══ Source records ══
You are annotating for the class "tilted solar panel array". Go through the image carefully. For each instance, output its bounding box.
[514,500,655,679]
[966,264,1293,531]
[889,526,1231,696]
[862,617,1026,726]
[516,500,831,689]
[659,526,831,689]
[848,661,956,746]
═══
Exercise:
Reproduce the material above word for word, without any changes.

Exercise result:
You are annotating for the class "tilted solar panel array". Go through the image carefully. For each instance, output its bounding box.
[514,500,655,679]
[966,264,1293,531]
[889,526,1231,696]
[862,617,1026,726]
[516,500,831,689]
[659,526,831,689]
[848,661,956,746]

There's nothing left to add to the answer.